Given exercise | Copy exactly the lines from the one containing "Report the position of each instance of the book title" through the last line of the records, both included, and nothing more.

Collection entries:
□ □ □ □

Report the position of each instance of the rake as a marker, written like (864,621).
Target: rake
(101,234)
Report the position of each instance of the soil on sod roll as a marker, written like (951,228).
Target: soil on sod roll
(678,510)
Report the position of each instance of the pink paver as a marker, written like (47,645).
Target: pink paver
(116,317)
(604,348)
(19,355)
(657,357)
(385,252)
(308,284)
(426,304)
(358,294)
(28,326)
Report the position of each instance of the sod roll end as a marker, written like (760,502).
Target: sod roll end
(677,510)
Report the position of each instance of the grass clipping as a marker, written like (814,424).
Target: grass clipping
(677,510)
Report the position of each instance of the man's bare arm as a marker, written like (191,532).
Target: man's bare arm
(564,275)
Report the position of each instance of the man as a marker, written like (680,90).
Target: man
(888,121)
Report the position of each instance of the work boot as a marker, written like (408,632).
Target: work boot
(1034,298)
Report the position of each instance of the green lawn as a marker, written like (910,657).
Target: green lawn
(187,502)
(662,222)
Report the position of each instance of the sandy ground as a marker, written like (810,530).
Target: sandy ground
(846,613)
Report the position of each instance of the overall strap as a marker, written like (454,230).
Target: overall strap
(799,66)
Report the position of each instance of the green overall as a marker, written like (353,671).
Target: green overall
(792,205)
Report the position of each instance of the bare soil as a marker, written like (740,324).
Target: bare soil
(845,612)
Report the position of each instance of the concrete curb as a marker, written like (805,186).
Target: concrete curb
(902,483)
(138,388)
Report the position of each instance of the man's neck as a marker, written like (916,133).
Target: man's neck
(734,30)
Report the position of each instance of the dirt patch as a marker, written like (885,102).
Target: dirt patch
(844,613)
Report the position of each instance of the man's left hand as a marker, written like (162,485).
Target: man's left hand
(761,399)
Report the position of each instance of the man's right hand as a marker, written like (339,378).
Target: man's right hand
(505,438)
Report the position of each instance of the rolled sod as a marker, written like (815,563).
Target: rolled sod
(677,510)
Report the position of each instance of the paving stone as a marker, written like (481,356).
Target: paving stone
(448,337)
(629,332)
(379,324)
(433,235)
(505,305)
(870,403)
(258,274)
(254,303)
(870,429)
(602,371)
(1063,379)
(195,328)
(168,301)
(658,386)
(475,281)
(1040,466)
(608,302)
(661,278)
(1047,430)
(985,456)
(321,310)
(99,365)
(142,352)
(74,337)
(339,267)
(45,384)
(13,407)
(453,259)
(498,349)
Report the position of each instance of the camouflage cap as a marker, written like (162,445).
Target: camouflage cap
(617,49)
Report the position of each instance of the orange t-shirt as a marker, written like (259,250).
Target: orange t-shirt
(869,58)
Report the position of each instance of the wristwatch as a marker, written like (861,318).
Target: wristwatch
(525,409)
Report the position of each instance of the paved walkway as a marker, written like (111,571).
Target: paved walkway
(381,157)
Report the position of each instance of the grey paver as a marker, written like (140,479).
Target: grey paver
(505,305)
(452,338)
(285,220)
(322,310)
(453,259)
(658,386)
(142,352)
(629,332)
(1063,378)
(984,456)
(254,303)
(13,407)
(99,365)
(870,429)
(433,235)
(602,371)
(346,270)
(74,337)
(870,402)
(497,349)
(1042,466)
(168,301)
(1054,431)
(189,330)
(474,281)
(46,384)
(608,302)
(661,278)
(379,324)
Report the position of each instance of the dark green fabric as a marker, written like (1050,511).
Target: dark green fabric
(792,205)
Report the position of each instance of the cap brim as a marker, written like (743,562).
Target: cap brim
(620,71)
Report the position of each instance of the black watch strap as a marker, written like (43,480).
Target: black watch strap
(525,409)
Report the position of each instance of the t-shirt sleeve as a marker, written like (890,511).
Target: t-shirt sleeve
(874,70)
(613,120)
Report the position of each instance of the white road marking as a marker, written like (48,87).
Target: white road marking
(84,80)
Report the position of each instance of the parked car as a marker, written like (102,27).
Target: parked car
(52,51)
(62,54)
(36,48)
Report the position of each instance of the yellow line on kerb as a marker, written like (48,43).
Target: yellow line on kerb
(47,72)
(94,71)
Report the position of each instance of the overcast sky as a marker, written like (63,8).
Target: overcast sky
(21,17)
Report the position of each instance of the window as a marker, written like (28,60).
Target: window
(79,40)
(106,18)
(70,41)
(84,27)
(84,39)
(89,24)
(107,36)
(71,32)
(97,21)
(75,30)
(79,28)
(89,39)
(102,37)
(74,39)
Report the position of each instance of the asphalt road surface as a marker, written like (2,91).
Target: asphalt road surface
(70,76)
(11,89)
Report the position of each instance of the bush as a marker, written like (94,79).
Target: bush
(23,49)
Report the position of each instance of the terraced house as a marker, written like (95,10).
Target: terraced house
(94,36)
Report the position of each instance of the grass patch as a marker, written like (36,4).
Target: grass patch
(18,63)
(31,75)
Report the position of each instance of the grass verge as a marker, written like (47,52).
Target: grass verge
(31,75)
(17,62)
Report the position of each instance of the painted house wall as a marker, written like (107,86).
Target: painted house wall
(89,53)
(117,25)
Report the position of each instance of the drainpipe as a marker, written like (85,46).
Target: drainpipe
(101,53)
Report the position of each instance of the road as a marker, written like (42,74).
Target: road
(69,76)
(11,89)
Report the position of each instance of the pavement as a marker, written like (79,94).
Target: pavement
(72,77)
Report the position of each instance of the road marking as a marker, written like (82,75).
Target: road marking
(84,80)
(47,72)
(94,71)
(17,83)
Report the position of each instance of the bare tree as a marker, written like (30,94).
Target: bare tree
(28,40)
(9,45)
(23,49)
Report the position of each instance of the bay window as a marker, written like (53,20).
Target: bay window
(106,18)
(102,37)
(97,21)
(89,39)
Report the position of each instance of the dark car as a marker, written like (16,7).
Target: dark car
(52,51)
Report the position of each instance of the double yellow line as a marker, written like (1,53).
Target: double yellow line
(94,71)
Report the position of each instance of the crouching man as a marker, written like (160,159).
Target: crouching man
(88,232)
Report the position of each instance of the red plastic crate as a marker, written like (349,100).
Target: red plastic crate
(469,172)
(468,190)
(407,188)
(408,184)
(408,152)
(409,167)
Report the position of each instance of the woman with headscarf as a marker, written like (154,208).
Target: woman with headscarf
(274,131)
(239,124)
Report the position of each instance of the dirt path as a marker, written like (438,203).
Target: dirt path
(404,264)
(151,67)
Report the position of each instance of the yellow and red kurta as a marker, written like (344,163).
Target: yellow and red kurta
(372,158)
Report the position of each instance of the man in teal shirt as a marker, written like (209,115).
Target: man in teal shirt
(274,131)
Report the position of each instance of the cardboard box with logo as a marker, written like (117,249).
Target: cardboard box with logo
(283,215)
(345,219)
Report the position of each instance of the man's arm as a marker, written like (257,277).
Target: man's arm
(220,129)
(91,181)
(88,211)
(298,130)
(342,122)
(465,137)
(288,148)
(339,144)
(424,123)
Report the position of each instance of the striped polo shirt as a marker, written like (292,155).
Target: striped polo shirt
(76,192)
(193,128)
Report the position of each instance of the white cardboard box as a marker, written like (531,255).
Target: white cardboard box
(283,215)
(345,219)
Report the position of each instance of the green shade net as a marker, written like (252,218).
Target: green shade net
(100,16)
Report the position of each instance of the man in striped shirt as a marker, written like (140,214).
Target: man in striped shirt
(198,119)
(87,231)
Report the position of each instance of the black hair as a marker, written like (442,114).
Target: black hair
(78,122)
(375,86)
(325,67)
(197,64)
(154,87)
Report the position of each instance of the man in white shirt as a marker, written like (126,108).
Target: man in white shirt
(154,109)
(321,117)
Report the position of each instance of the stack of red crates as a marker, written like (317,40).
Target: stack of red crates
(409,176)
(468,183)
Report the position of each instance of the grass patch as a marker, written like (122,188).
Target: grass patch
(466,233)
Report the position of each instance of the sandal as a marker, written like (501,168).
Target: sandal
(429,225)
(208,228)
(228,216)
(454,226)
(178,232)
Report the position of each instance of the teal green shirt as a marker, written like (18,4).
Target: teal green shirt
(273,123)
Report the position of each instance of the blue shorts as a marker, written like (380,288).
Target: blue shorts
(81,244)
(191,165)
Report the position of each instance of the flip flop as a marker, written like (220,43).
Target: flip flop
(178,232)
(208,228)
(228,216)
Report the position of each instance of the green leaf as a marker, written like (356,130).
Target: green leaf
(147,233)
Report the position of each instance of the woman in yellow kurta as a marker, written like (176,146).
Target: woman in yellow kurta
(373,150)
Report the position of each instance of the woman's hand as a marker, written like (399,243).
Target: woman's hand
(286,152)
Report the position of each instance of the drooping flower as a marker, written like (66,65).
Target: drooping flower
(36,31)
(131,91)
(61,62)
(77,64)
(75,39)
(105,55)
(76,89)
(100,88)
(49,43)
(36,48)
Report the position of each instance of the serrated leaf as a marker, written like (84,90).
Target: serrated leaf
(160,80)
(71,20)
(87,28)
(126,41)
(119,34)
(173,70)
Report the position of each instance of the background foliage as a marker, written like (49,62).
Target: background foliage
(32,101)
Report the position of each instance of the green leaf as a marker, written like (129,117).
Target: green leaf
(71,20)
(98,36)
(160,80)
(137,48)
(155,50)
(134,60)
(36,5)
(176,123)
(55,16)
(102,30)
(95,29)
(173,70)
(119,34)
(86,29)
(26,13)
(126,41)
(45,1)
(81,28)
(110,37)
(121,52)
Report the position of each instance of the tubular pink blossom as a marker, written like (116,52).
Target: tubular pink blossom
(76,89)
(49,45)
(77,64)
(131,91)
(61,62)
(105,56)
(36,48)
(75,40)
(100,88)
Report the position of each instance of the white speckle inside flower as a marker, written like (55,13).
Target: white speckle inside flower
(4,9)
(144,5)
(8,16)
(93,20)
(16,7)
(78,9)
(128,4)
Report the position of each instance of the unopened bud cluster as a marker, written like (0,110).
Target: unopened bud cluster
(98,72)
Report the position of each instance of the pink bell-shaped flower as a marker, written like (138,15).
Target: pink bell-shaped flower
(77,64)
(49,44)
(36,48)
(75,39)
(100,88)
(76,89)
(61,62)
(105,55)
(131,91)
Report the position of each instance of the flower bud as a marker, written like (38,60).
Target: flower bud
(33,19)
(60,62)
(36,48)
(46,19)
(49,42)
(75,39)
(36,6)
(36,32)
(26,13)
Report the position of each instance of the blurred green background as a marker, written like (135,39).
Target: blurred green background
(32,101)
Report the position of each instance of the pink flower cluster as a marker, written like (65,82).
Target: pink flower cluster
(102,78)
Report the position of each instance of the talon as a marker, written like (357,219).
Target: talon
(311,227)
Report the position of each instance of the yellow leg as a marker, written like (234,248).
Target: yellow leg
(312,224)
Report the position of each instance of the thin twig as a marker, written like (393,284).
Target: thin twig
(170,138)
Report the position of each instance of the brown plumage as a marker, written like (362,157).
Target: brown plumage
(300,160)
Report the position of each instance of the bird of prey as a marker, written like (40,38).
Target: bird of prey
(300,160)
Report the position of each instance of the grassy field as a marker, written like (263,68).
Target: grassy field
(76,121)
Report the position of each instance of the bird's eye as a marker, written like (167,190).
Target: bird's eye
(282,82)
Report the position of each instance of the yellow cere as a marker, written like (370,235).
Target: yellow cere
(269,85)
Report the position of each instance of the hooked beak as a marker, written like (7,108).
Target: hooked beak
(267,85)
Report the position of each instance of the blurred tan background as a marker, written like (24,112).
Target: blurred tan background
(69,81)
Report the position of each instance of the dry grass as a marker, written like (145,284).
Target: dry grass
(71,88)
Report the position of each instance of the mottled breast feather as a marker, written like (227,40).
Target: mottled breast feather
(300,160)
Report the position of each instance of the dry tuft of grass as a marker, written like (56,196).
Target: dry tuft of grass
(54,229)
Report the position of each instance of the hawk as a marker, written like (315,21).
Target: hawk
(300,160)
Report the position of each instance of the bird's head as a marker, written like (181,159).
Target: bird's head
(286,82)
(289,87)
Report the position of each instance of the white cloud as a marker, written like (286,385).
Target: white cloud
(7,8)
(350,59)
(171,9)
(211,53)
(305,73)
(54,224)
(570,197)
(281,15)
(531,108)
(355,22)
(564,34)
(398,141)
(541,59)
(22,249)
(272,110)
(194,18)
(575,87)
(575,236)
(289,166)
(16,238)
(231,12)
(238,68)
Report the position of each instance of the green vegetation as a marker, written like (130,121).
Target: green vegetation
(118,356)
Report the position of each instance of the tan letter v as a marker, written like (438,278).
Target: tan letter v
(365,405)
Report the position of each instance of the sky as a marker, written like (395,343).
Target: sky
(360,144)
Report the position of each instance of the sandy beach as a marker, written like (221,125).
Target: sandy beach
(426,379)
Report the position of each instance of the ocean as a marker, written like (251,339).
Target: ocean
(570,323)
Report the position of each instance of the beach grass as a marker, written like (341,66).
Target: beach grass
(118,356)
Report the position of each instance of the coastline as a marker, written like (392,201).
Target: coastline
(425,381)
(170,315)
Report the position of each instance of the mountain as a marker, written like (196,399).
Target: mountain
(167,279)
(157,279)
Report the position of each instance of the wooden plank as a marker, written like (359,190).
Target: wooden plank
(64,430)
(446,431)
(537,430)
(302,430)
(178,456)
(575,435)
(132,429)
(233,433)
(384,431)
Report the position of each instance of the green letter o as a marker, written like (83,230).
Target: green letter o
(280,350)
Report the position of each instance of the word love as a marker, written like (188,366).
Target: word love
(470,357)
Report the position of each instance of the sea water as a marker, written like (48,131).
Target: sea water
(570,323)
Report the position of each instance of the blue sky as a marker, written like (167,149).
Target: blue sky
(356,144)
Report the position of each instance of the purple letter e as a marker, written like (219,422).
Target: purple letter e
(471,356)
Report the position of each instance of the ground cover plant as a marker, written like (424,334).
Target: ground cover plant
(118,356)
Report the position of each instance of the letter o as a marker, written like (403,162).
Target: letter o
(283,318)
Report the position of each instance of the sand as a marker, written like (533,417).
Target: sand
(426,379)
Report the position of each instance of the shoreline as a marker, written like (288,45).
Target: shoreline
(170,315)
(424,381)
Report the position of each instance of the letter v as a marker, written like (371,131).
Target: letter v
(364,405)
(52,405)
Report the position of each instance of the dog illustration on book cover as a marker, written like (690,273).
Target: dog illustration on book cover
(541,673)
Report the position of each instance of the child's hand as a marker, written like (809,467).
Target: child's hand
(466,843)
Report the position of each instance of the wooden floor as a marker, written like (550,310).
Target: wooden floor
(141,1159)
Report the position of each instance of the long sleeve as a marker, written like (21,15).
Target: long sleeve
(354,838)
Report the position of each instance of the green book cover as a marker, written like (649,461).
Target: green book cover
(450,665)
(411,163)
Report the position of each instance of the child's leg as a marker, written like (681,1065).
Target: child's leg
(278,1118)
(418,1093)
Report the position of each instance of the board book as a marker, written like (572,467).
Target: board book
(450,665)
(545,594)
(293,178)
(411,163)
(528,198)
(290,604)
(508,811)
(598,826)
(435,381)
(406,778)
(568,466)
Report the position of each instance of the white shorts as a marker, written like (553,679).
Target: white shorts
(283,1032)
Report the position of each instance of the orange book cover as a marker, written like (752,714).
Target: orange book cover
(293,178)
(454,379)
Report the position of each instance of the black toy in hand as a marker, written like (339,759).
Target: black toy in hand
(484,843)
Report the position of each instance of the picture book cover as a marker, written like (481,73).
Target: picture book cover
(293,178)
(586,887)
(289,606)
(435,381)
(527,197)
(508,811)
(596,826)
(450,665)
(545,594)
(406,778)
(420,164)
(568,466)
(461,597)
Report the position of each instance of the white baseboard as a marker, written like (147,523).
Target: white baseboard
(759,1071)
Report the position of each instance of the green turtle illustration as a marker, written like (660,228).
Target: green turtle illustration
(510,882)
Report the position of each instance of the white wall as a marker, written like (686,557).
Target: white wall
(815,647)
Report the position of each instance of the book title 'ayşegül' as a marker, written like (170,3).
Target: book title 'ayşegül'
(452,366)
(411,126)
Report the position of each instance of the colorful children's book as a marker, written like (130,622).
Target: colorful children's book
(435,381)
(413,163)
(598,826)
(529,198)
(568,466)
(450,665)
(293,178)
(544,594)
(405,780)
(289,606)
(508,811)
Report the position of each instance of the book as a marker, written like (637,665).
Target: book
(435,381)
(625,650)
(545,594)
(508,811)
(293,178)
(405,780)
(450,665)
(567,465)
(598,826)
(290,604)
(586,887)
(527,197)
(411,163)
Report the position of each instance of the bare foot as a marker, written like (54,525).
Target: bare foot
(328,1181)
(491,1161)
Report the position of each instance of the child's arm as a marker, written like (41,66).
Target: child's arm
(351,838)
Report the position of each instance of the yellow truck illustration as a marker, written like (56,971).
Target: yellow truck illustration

□ □ □ □

Full response |
Report the position of each instance of the book title 'ayşegül' as a marker, written like (170,3).
Target: book title 'ayşegül'
(452,366)
(411,126)
Report the position of each instance of the colorful children's book as a marker, written like (130,622).
Target: colorful children's book
(435,381)
(413,163)
(598,826)
(529,198)
(568,466)
(450,665)
(293,178)
(544,594)
(405,780)
(289,606)
(508,811)
Report the position of each instance of the book as a marker, written like (637,665).
Target: book
(435,381)
(625,650)
(545,594)
(508,811)
(293,178)
(405,780)
(450,665)
(567,465)
(598,826)
(290,604)
(586,887)
(527,197)
(411,163)
Report the position of each instance of the bare foot as a marker, written like (54,525).
Target: bare foot
(328,1181)
(491,1161)
Report the position of each instance of the child's arm as a marker, written like (41,66).
Target: child's arm
(351,838)
Report the position of each instance of the yellow truck illustration as a marker, written like (56,971).
Target: yellow truck illustration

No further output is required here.